- **WHAT IS ASKED**
In the commentary on the Conservatives and the last election, what does behavioral economics call the tendency to give recent information unrealistic odds of recurring?

- **TEXT**
>> START
Daniel Dufort: Don’t learn the wrong lessons from the last election, Conservatives

Commentary

Pierre Poilievre and his wife Anaida on election night, in Ottawa, April 29, 2025. Christinne Muschi/The Canadian Press.

The Conservatives should not let recency bias force them into any rash decisions

What’s past is prologue, Shakespeare wrote. Often, the case to be made that history rhymes, or at the very least informs the future, is certainly very strong. It is not ironclad, however. Drawing lessons from the events of the past differs starkly from simply assuming that what just occurred is bound to repeat itself again and again–a mistake many political observers and media influencers are making now following this last federal election.

In behavioural economics, this is called recency bias, meaning that individuals have a tendency to ascribe to recent information probabilities of recurring that aren’t quite moored in reality.The financial sector is rife with examples of individuals opting to sell their holdings amid a financial crash as they believe that a worse one is on the way, or they will double down on investments that have thus far been successful, as we saw with the dot-com bubble.
>> END
- **RECORDS PROVIDED**
>> START
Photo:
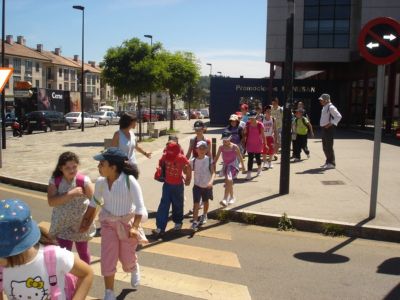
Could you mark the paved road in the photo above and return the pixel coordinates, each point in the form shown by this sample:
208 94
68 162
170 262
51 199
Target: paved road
234 261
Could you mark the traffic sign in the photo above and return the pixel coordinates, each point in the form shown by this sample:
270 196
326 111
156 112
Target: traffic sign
5 74
379 41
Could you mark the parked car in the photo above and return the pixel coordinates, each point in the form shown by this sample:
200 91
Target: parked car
106 117
75 120
45 120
>> END
- **CORRECT RESPONSE**
Recency bias.